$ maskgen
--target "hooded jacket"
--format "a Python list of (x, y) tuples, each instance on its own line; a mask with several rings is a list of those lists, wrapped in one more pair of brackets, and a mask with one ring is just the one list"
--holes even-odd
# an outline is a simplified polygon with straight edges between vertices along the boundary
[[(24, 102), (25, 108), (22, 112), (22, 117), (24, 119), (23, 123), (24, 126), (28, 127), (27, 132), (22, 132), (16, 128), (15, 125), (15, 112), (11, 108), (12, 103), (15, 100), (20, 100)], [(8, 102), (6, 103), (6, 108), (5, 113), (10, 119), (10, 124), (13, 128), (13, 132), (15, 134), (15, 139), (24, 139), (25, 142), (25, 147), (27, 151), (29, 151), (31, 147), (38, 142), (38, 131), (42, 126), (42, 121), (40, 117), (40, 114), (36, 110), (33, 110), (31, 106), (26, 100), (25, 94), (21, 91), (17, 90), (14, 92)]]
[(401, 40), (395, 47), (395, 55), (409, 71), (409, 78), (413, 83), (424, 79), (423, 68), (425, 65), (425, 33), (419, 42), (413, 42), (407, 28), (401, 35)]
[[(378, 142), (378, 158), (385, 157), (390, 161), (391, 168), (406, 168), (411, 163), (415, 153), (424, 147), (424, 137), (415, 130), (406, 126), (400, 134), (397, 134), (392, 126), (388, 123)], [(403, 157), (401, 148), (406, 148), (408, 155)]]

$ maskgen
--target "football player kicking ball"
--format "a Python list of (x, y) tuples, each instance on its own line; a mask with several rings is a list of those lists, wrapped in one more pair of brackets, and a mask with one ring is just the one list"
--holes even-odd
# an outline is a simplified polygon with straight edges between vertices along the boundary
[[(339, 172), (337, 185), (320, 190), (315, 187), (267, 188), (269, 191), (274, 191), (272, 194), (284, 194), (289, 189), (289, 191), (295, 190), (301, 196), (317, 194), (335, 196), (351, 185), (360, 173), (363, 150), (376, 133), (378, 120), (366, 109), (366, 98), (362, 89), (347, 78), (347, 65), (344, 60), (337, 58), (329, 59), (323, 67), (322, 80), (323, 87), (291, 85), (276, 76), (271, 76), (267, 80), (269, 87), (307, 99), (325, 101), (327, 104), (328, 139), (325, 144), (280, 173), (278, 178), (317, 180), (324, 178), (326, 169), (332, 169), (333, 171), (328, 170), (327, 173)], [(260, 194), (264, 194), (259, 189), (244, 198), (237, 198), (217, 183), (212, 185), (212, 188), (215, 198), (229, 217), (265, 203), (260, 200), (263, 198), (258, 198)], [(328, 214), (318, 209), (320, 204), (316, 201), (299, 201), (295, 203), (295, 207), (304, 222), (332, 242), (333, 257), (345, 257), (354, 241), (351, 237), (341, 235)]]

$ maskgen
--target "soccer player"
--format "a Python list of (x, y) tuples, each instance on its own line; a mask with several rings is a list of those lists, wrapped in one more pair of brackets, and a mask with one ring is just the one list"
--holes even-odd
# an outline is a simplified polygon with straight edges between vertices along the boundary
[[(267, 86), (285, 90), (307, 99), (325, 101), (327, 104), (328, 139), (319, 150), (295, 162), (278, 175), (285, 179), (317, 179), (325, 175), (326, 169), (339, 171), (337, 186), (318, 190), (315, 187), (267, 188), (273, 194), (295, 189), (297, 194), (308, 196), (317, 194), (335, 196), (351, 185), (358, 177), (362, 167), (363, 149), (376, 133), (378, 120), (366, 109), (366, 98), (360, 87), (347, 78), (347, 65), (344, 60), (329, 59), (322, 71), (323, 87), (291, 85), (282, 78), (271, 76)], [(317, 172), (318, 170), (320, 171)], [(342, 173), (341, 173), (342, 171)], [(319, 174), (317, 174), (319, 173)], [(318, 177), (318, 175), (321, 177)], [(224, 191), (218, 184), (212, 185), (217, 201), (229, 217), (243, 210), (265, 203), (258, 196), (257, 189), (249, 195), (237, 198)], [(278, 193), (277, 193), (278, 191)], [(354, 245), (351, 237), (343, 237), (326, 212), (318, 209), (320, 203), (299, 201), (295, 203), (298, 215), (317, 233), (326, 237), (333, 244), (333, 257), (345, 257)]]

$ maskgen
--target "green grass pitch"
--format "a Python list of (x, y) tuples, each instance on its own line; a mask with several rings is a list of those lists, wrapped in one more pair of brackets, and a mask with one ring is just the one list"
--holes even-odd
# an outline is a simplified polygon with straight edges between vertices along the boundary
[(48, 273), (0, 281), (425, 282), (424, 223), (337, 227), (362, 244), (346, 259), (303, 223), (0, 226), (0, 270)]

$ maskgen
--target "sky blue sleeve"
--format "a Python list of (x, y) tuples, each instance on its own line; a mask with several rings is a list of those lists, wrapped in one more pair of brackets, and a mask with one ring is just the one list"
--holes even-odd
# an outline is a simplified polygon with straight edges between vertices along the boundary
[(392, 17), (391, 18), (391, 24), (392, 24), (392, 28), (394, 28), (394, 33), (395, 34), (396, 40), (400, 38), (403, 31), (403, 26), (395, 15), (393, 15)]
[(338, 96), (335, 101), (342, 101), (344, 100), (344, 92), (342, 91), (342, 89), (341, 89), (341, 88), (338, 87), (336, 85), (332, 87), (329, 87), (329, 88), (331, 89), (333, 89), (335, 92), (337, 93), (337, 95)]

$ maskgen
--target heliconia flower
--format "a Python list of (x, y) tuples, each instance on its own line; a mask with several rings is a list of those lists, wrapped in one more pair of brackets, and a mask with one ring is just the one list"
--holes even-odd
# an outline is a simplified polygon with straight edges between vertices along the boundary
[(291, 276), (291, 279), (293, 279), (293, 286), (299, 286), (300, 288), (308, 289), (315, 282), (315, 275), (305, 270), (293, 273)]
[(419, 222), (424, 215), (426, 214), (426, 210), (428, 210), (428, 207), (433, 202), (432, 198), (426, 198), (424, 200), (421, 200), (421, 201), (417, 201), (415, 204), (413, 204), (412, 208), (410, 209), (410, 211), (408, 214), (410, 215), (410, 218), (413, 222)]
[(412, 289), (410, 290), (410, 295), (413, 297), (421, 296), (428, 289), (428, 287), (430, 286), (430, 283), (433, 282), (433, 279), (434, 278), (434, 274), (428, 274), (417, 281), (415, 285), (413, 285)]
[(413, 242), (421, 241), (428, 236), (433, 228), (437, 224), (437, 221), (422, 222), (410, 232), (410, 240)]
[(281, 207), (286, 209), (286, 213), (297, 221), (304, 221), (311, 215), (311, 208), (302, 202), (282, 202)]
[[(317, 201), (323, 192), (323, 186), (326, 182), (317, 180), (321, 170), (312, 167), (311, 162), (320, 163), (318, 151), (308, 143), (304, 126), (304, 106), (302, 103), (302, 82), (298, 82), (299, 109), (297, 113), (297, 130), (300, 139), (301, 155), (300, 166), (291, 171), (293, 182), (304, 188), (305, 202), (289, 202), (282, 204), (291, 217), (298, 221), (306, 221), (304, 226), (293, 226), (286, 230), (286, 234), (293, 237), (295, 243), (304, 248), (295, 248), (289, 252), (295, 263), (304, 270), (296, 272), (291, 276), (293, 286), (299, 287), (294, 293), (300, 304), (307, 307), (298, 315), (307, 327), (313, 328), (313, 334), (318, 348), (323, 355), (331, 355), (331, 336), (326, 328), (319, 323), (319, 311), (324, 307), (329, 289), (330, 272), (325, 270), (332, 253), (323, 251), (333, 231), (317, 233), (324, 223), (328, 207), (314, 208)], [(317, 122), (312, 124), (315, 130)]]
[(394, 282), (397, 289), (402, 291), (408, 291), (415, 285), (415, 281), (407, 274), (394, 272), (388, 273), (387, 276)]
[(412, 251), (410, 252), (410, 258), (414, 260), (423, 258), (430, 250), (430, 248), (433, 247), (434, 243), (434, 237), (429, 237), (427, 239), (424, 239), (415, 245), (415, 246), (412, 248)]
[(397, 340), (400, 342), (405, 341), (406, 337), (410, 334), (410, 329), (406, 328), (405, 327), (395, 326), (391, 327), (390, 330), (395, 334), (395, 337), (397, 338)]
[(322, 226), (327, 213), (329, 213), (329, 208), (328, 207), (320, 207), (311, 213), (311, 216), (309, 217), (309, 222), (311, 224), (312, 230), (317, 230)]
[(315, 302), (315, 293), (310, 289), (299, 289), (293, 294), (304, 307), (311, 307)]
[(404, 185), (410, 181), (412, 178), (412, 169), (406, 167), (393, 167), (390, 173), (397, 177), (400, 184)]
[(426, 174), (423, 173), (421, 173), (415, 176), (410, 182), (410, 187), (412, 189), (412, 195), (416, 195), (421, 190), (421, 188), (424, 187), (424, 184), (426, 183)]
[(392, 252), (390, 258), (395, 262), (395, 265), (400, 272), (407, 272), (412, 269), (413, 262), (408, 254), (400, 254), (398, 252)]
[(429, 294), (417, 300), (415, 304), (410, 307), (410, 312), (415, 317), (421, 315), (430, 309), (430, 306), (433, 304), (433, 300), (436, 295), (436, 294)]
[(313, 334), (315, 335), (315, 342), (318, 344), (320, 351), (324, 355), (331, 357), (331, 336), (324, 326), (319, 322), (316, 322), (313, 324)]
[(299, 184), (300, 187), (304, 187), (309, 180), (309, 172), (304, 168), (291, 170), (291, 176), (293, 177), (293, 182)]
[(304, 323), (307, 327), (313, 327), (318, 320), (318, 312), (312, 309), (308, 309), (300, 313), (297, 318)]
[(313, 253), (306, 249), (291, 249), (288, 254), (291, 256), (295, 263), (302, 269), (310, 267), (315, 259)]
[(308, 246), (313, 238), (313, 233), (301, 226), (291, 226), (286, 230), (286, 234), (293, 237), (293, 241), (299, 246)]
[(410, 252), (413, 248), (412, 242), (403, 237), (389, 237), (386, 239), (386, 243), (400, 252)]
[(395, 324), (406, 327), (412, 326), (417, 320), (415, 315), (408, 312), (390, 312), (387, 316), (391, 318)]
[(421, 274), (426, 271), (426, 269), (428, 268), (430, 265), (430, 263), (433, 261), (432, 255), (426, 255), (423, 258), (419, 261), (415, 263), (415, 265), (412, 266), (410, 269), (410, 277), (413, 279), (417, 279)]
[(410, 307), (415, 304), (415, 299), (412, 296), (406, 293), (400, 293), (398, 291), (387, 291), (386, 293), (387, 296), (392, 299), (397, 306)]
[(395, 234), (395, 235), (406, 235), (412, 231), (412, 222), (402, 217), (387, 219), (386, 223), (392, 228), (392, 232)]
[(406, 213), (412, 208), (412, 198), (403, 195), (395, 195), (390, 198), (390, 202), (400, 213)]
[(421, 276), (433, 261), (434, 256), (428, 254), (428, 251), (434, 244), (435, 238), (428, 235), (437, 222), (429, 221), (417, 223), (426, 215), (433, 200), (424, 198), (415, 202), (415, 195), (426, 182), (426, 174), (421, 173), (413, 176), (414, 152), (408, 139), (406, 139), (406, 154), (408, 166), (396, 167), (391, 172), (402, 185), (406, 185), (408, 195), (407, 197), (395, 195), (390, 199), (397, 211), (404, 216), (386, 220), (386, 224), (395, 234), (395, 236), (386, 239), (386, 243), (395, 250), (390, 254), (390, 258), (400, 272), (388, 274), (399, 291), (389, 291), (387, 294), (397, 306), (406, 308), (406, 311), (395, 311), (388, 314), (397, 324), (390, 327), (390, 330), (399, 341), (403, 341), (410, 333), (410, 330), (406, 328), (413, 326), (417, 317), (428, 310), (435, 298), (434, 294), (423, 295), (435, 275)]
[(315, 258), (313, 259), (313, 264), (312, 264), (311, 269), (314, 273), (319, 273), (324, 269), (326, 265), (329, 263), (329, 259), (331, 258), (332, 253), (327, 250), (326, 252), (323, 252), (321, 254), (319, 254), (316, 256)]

Directive
Count the lines in the entries above that contain the string "player", with case counting, and give only that number.

Worked answer
2